SELECTED EXCERPT:
+===+

Since we are going to be scraping quite some pages, we create a function that returns the html script of the page.

In [2]:
def scraper(url):
    response = requests.get(url)
    return BeautifulSoup(response.text, 'html.parser')

Let's begin by examining the home page. We will both be looking at the compiled page and the HTML script.

In [3]:
url = 'http://books.toscrape.com'

In [4]:
soup = scraper(url)
print(soup)

<!DOCTYPE html>

<!--[if lt IE 7]>      <html lang="en-us" class="no-js lt-ie9 lt-ie8 lt-ie7"> <![endif]-->
<!--[if IE 7]>         <html lang="en-us" class="no-js lt-ie9 lt-ie8"> <![endif]-->
<!--[if IE 8]>         <html lang="en-us" class="no-js lt-ie9"> <![endif]-->
<!--[if gt IE 8]><!--> <html class="no-js" lang="en-us"> <!--<![endif]-->
<head>
<title>
    All products | Books to Scrape - Sandbox
</title>
<meta content="text/html; charset=utf-8" http-equiv="content-type"/>
<meta content="24th Jun 2016 09:29" name="created"/>
<meta content="" name="description"/>
<meta content="width=device-width" name="viewport"/>
<meta content="NOARCHIVE,NOCACHE" name="robots"/>
<!-- Le HTML5 shim, for IE6-8 support of HTML elements -->
<!--[if lt IE 9]>
        <script src="//html5shim.googlecode.com/svn/trunk/html5.js"></script>
        <![endif]-->
<link href="static/oscar/favicon.ico" rel="shortcut icon"/>
<link href="static/oscar/css/styles.css" rel="stylesheet" type="text/css"/>
<link href="s

The home page shows all books uncategorized. We could run our scraping from this page, but since this is a learning project, we will be doing some extra and inefficient things as an exercise. We create a dataframe containing all categories shown in the menu.

+===+

EXERCISE TASKS:
• a. In the scraping tutorial, reproduce word for word everything from "Since we are" down to "the HTML script.".
• b. Summarize the scraping tutorial in two sentences.

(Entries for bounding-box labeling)
+===+

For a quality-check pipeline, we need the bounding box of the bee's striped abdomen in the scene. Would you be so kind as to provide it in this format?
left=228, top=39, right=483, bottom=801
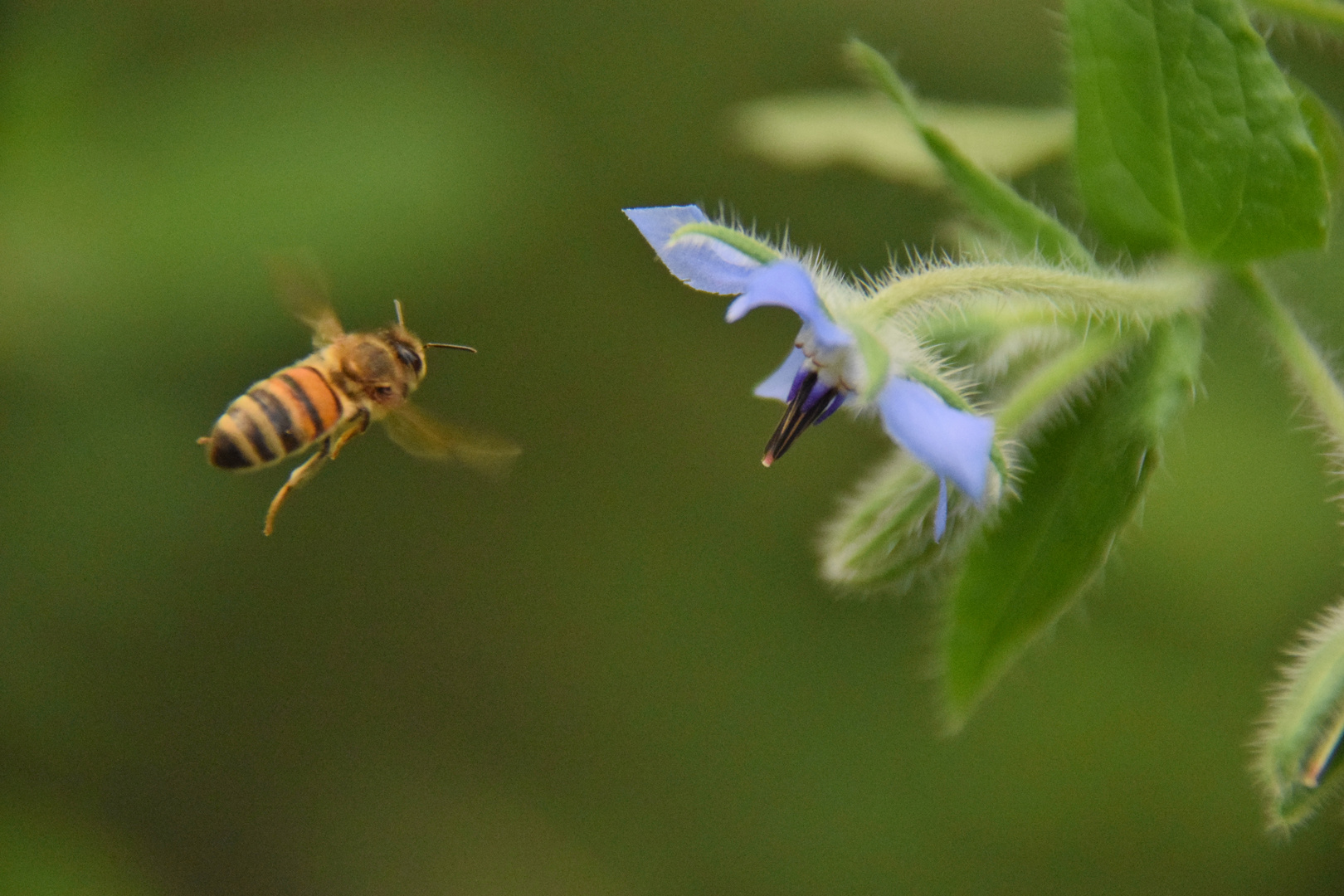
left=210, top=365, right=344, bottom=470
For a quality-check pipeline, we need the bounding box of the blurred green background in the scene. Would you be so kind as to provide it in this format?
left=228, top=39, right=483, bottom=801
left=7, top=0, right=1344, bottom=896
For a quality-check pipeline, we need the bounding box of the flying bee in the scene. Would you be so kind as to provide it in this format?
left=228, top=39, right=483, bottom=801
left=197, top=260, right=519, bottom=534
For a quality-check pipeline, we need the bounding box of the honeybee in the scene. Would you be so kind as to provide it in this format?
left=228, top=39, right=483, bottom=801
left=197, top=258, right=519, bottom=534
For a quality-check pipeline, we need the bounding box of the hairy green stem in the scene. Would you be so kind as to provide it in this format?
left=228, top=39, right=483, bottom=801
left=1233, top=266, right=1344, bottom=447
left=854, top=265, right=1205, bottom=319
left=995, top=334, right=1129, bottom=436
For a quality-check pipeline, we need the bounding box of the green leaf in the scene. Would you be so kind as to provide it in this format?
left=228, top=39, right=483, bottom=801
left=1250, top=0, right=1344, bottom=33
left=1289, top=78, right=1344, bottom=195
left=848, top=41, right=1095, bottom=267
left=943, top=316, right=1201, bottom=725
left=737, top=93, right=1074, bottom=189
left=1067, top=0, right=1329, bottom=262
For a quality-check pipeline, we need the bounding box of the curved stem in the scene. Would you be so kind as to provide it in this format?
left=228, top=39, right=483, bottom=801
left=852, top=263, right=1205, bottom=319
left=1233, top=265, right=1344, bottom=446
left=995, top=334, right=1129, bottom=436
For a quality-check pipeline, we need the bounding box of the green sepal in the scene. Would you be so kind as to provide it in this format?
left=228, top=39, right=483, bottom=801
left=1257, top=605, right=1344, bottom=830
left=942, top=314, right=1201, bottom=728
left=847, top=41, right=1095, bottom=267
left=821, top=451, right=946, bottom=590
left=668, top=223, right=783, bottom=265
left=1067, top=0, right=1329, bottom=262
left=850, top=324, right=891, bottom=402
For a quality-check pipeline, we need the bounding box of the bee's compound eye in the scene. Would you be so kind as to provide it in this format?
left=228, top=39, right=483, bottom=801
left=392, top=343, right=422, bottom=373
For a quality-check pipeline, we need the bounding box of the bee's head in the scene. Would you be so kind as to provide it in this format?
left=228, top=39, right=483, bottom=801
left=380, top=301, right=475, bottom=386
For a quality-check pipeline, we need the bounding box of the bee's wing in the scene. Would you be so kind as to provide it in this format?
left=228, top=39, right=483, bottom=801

+===+

SOLUTIONS TO THE TASKS:
• a.
Since we are going to be scraping quite some pages, we create a function that returns the html script of the page.

In [2]:
def scraper(url):
    response = requests.get(url)
    return BeautifulSoup(response.text, 'html.parser')

Let's begin by examining the home page. We will both be looking at the compiled page and the HTML script.

• b. The tutorial defines a scraper function that requests a URL and returns the page's HTML parsed with BeautifulSoup, then uses it to fetch and print the home page of books.toscrape.com. Since the home page shows all books uncategorized and this is a learning project, it then builds a dataframe of every category shown in the menu as an extra exercise.